- Article:
Turnigey 9x

To control the servo on the drone we required a 9 channel remote receiver. We currently only have a 6 channel remote receiver. We bought the Turnigy 9x 9ch Transmitter w/ Module & 8ch Receiver which has the capabilities to control the servo and control the drone.

We have created a method to attach and detach the power flare from our drone remotely. We are using a pin on the drone that will slide into a whole in the power flare that will allow the drone to carry the power flare. The pin is controlled by a servo connected to ardu pilot so that it can release the flare at any time.

Drone Location Test

To test that the drone can move to a location and drop the power flare we are going to create bluetooth beacons that the drone will travel to and drop the power flare. The bluetooth beacons will be our computer/phone connected to a bluetooth module(GlobalSat BT-3681 Bluetooth GPS Receiver). In theory the drone should fly to the beacon and drop the power flare. We are going to use this t test the range of the drone and how far away it will drop the power flare.

The method we are using is from this follow me example (http://ardupilot.org/copter/docs/ac2_followme.html) 

Techshop Meeting

On February 26th our group visited Pittsburgh Techshop to have a meeting with Ryan Bates on the current status of our project and the future of what we will be doing. In the meeting, we discussed how we would distribute power across the drone using only one battery. He recommended the LM7805 linear regulator to distribute power from the battery of the drone into other features of our project, including the radio receiver and the servo to drop the power flare. More importantly, we discussed the mission plan of the drone when put into the avalanche zone. First the drone will roam the avalanche zone until it detects a radio signal from the emergency beacon the victim has on the beacon. When it enters the radius of the radio signal it will begin roam inside the radio signal radius area while recording the current strength of the signal. When it completes roaming the area it will move to the area where the radio strength was the strongest and drops the power flare. At any point if the done drops below 15% battery then it will return to "home base" and exit the avalanche zone. Our data can be seen in the picture below along with the mission plan. Big thanks to Ryan Bates for being such a huge help.

[Source data]

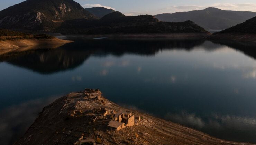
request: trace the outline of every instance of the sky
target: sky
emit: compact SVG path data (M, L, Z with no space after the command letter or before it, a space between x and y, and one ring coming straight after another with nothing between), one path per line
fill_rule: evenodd
M225 10L256 12L256 0L74 0L84 8L111 8L127 16L188 11L215 7ZM24 0L0 0L0 10Z

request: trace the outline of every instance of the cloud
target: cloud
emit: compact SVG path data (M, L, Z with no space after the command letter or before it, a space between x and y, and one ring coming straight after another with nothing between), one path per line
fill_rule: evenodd
M106 8L108 9L112 9L115 10L116 10L114 8L113 8L111 7L102 5L101 4L84 4L83 5L82 5L82 6L84 8L91 8L92 7L104 7L104 8Z
M209 7L213 7L225 10L252 11L256 12L256 3L236 4L232 3L214 3L208 5L170 6L158 10L158 13L174 13L203 10Z

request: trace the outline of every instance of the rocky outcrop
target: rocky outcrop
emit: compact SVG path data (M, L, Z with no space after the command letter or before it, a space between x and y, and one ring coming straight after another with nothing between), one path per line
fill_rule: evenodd
M20 47L37 45L65 44L73 42L72 41L66 40L56 38L43 39L21 39L8 40L5 41L0 40L0 50L18 48Z
M67 21L56 31L66 33L84 34L208 33L190 21L163 22L153 16L126 16L119 12L105 16L99 20Z
M99 90L72 93L44 108L39 117L15 145L231 144L199 131L148 114L135 125L118 131L108 127L118 111L127 110L106 99ZM107 113L106 114L106 110Z
M73 0L27 0L0 11L0 28L50 30L65 20L95 18Z

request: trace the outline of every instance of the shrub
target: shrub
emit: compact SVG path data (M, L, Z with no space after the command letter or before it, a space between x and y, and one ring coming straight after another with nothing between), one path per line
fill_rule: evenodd
M96 141L95 142L97 144L100 144L101 143L101 139L99 138L98 136L97 136L97 138L96 138Z
M138 134L138 133L137 133L136 132L134 133L134 136L135 136L135 137L136 137L136 138L139 137L139 135Z

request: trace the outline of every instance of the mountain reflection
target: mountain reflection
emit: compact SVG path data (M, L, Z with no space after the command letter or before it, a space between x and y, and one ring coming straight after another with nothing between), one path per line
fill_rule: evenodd
M179 49L188 51L203 44L199 39L76 39L75 42L59 47L37 49L27 47L0 55L0 61L26 68L40 73L52 74L72 69L92 55L117 56L125 54L154 55L159 51Z
M214 44L225 45L256 59L256 44L231 40L212 40Z
M227 41L211 41L200 39L76 39L74 43L62 46L28 47L0 52L0 61L6 62L43 74L51 74L75 68L91 56L121 56L127 54L154 56L159 51L172 49L191 51L199 47L214 51L226 45L255 59L253 45ZM237 43L238 43L238 42ZM219 44L219 45L216 45ZM9 52L10 51L10 52Z

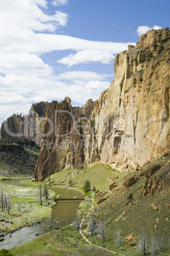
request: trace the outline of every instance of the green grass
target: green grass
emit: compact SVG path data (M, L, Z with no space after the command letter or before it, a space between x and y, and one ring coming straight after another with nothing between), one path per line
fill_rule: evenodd
M117 181L120 181L125 173L115 169L113 171L112 167L108 165L107 166L109 169L105 168L102 164L98 164L88 168L84 168L79 171L70 169L60 171L46 178L44 182L51 181L55 183L63 183L69 186L69 181L71 178L75 187L77 188L77 185L83 186L86 180L89 180L91 187L95 186L96 190L104 191L108 189L109 185L112 183L108 180L108 178L112 177L114 174L117 173L119 176ZM82 190L80 187L79 189Z
M104 250L92 246L72 226L53 231L27 244L10 250L13 255L112 255Z
M13 196L11 197L11 208L9 214L5 210L1 212L0 220L5 219L8 221L0 222L1 231L3 234L13 231L18 227L30 225L36 220L42 220L51 216L51 206L55 203L50 201L48 206L46 201L43 200L43 206L41 206L39 188L4 183L1 183L1 187L4 192ZM49 190L49 194L50 197L55 195L51 190Z
M37 197L30 198L30 197L12 197L11 201L13 202L37 202L39 201Z

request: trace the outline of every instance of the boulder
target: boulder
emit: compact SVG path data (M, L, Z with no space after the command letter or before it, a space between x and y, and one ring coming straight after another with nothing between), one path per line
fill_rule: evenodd
M104 202L105 201L106 201L107 199L108 199L108 197L100 198L100 199L98 201L97 204L98 205L98 204L101 204L101 203Z
M147 171L144 171L140 173L140 176L144 176L145 177L148 178L154 173L155 173L160 168L160 164L154 164L154 166L149 167Z
M123 182L124 187L131 187L133 184L135 183L136 180L134 176L129 176Z
M134 241L131 241L130 243L129 243L129 245L131 246L133 246L136 245L137 245L137 243L136 243Z
M154 210L159 210L162 208L162 206L160 204L156 204L155 203L152 203L151 204L151 206L153 208Z
M132 234L130 234L127 238L126 238L126 242L131 242L133 239L133 237Z
M112 184L110 184L109 185L109 190L111 191L112 190L112 189L114 189L114 188L115 188L117 186L117 184L115 183L115 182L114 182Z
M128 199L127 199L127 204L126 205L128 205L129 203L133 199L133 194L131 193L129 194L129 195L128 196Z

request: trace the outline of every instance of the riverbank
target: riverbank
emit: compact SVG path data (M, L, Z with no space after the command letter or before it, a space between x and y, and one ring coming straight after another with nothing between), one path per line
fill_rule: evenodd
M51 217L53 206L55 203L52 200L44 200L43 205L40 203L39 188L23 187L13 184L4 184L0 181L1 193L3 194L4 206L5 196L10 204L8 212L6 208L1 208L0 230L1 235L15 232L23 227L29 227ZM49 190L50 197L56 194Z

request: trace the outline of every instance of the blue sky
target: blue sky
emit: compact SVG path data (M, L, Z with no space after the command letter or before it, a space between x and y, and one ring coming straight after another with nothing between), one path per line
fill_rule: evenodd
M1 0L0 123L34 103L98 99L117 53L169 27L170 1Z

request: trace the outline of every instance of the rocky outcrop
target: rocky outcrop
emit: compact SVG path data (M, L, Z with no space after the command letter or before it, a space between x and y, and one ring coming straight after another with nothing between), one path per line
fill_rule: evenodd
M42 150L35 169L37 179L64 168L89 166L100 160L115 167L128 164L133 169L165 150L170 139L169 43L169 30L151 30L141 36L136 47L129 46L118 54L115 80L94 103L92 113L91 105L91 115L84 115L82 109L71 108L68 103L67 110L75 119L82 115L87 118L79 121L80 134L73 129L67 139L53 135L48 139L55 142L58 151ZM56 103L51 113L49 109L47 116L51 117L66 101ZM68 129L69 118L64 122L63 117L61 127ZM75 125L69 122L70 127ZM63 141L70 145L76 141L77 148L69 146L62 150Z
M151 30L115 57L115 80L94 104L91 155L133 169L169 146L169 30Z
M155 173L160 168L160 164L154 164L150 167L147 171L140 173L140 176L144 176L146 178L150 178L152 175Z
M35 169L36 180L42 180L63 169L83 167L88 153L85 143L93 101L88 101L82 108L73 108L70 103L66 97L60 103L53 101L49 104L41 151Z
M4 121L1 129L1 139L26 138L40 144L44 117L49 103L43 101L33 104L29 115L14 114Z
M90 99L82 108L72 107L66 97L34 104L29 121L20 115L7 120L10 131L41 145L36 180L100 160L140 169L169 147L169 30L162 29L129 45L115 58L114 81L94 103Z

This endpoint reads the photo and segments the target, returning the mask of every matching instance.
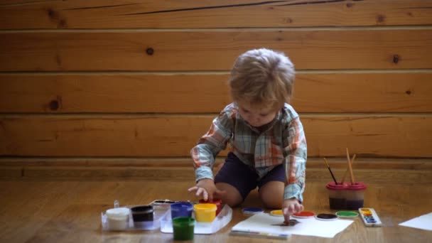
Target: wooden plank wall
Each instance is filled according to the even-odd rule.
[[[357,178],[432,183],[428,0],[4,0],[0,178],[193,181],[232,63],[261,47],[296,65],[308,180],[347,147]]]

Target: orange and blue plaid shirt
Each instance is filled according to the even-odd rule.
[[[228,144],[237,158],[255,168],[259,178],[283,163],[286,171],[284,198],[296,198],[303,202],[306,139],[298,114],[291,105],[285,104],[275,119],[259,130],[242,118],[235,103],[227,105],[190,151],[197,181],[213,179],[215,158]]]

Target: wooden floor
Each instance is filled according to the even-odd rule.
[[[187,193],[192,182],[158,181],[0,181],[1,242],[170,242],[173,235],[158,230],[102,232],[101,212],[121,205],[146,204],[155,199],[198,200]],[[325,185],[307,183],[306,210],[329,210]],[[261,206],[256,192],[242,207]],[[335,238],[293,235],[301,242],[431,242],[432,232],[401,227],[407,220],[432,212],[432,185],[369,184],[365,207],[374,207],[386,227],[366,228],[360,218]],[[212,235],[195,235],[196,242],[269,242],[229,235],[232,226],[246,219],[234,208],[228,226]],[[310,229],[313,230],[313,229]],[[279,240],[274,239],[273,242]]]

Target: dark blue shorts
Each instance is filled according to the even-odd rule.
[[[249,193],[258,186],[261,188],[269,181],[285,181],[285,170],[281,164],[270,171],[261,180],[258,180],[258,173],[255,168],[242,162],[233,153],[229,153],[225,163],[216,176],[215,183],[225,183],[236,188],[243,200]]]

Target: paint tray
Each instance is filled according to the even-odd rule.
[[[193,217],[195,217],[193,213]],[[220,212],[216,216],[212,222],[196,222],[193,233],[197,234],[210,234],[218,232],[220,229],[227,226],[232,219],[232,209],[225,205]],[[171,212],[168,210],[161,220],[161,232],[163,233],[173,233],[173,222],[171,221]]]
[[[132,208],[135,206],[138,205],[125,205],[122,207]],[[119,202],[117,200],[114,201],[114,208],[119,207]],[[154,208],[153,217],[153,222],[148,222],[144,225],[136,226],[134,225],[134,220],[132,218],[131,212],[127,217],[127,220],[126,222],[125,227],[119,229],[115,227],[110,227],[109,220],[106,212],[101,212],[101,222],[102,222],[102,231],[139,231],[139,230],[153,230],[158,229],[161,227],[161,221],[162,218],[166,217],[166,215],[170,215],[171,217],[171,210],[163,209],[163,208]]]

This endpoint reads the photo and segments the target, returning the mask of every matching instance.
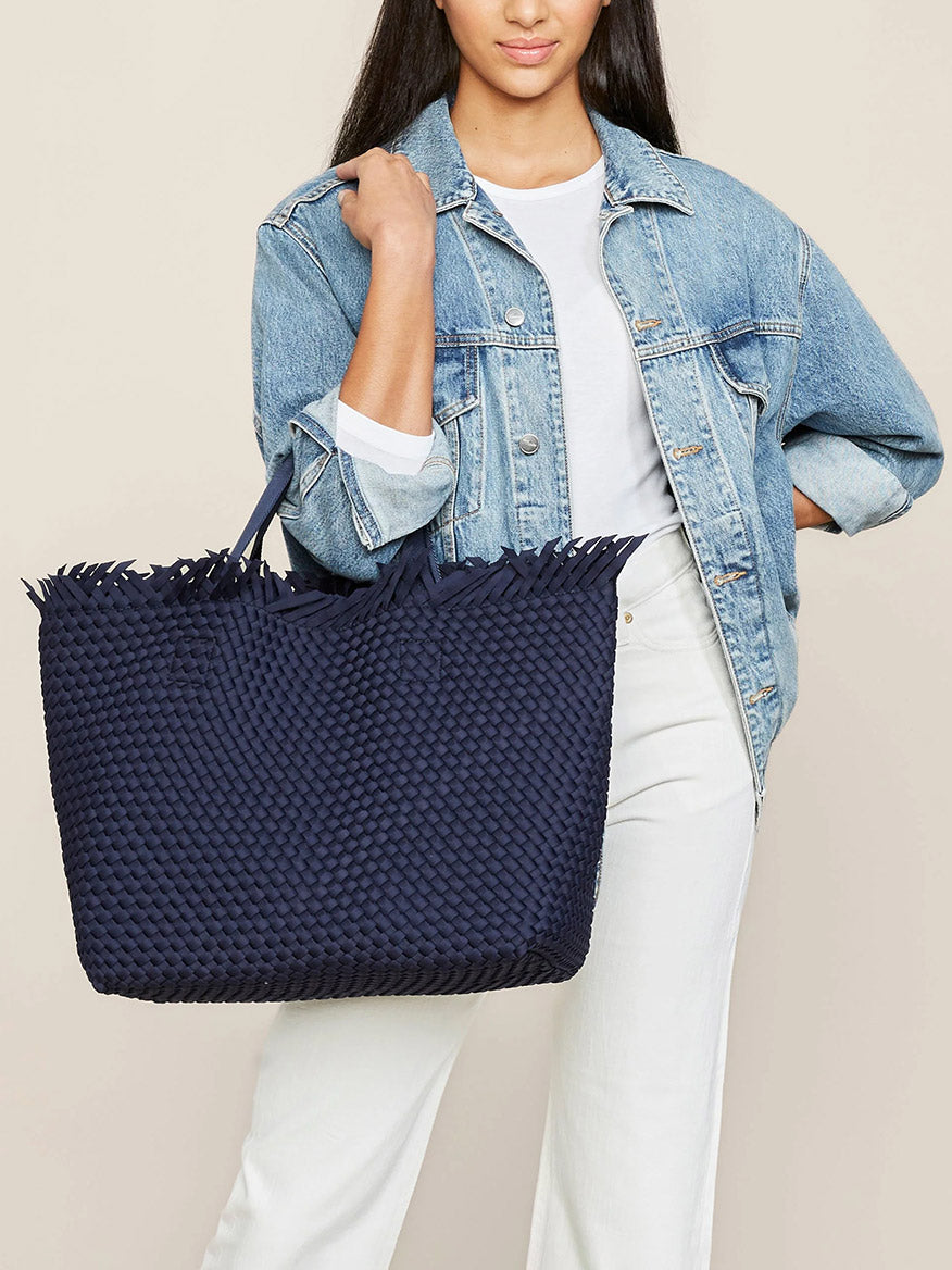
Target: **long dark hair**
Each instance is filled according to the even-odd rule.
[[[459,51],[433,0],[382,0],[327,166],[381,146],[456,86]],[[612,0],[579,61],[583,99],[612,123],[680,154],[654,0]]]

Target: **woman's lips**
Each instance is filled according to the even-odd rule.
[[[499,47],[512,58],[514,62],[519,62],[520,66],[534,66],[537,62],[545,62],[550,53],[555,50],[557,39],[553,39],[548,44],[537,44],[534,48],[526,48],[524,44],[503,44]]]

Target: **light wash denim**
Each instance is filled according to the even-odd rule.
[[[387,149],[437,204],[430,457],[413,475],[335,447],[371,253],[334,169],[258,227],[255,429],[292,568],[374,577],[429,525],[438,560],[570,541],[559,343],[543,272],[470,173],[449,105]],[[854,535],[904,516],[944,452],[918,384],[833,262],[769,199],[589,109],[605,157],[602,265],[744,720],[758,814],[797,696],[792,486]],[[522,442],[522,444],[520,444]],[[605,462],[612,462],[611,453]]]
[[[614,679],[589,951],[571,979],[513,989],[556,998],[524,1265],[710,1270],[755,790],[680,527],[618,575]],[[201,1270],[385,1270],[485,997],[278,1006]]]

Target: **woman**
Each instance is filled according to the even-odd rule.
[[[817,244],[680,155],[650,0],[386,0],[335,159],[258,230],[292,565],[371,578],[420,525],[442,559],[645,535],[528,1267],[702,1270],[795,530],[904,514],[934,418]],[[480,999],[283,1003],[203,1270],[387,1266]]]

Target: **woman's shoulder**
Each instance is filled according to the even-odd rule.
[[[800,229],[768,194],[717,164],[655,146],[658,157],[688,190],[699,226],[718,237],[737,235],[746,248],[796,251]]]
[[[325,168],[308,177],[272,203],[260,217],[261,225],[272,225],[297,237],[319,258],[326,258],[335,250],[347,249],[353,235],[345,230],[340,217],[340,206],[335,197],[327,197],[340,185],[353,187],[354,182],[341,180],[334,166]]]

- Directives:
A: Locate every line in the listing that contains the string "grass", and copy each such line.
B: Resume the drone project notes from their final sentence, carrying the account forward.
The drone project notes and the listing were taken from unrelated sources.

- Answers below:
A:
request: trace the outline of every instance of the green grass
target: green grass

B:
New version of Power flare with power

Shell Structure
We have begun working on a smaller and more efficient version of the power flare. As seen in the picture below the size has been reduced greatly and a hook whole has been added to the top of the flare. The hook whole is there so that the flare can be attached to the drone by a hook suspending it in the air until the hook releases the flare onto the ground.


Method of power:
The LED's will be lit by a 9 volt battery that is contained on the inside of shell. To turn the LED's off and on we have reverse engineered the switch to a battery holder and applied it to the LED strip and the 9 volt battery. To attach the switch to our battery we had to sauder the power strips negative wire to the ground of the switch, an connect the single wire of the switch to negative of the 9v battery. Then connect the power wire of the LED strip to the battery.

Drone Configuration

We are attaching an Ardu Pilot 2.5 to our drone and have began configuring it. To atactch the drone to the Arduino we first had to change battery connecters to the ones that fit the drone. The correct battery connecter for our drone was the X-T60s. We changed the connecter on the 11v lithium Ion battery to fit the X-T60 connecter.

Flare Prototype.

We have finished the first prototype of the power flare that will be attached to our drone. The structure of the flare is a 3d printed shell that hold s a 9 volt alkaline battery. On the outside of the shell is a string of LED's that display a red flash. The flare will be connected to the drone through servos with 3d printed wings that will suspend the power flare onto the drone and keep it from falling.

A.R.C Abstract

A.R.C Abstract

Chances of surviving an avalanche burial if located under fifteen minutes are 92%; These chances are diminished to 30% at thirty five minutes as victims begin to succumb to acute asphyxiation. Currently, avalanche fatalities have been steadily increasing with 324 fatal avalanches killing 440 people in the past 50 years. In the past 30 years, no technological advances in avalanche rescue have been made which have contributed to a decrease of the mortality rates of avalanches.

The goal of the A.R.C(Autonomous Rescue Companion) project is to invent a product which will lead to the decrease of deaths due to avalanche accidents. In order to reach this goal we are taking the approach of being able to locate the victim before rescue teams arrive, thus allowing rescue teams to retrieve the victim in a reduced time span. We are headed towards creating a drone which achieves this. The drone will be able to roughly locate the victim by receiving the signal from their emergency beacon if it is on the skier/hiker’s person. After the drone has approximated the location of the victim, it will then paint the area using an attached spray paint can to apprise the rescue teams of the location.

The final results of A.R.C should lead to a decrease in the rescue time of avalanche teams, thus making victims of avalanches have a greater chance of surviving the accident. This project should conclude with a theoretical decrease in the mortality rates of avalanches.

Flare progress

We have begun working on the design of the flare by first creating a prototype of where the LED's will be placed and will then make a 3d model of the case for the LED's. We are also working on the mechanism for dropping the flare.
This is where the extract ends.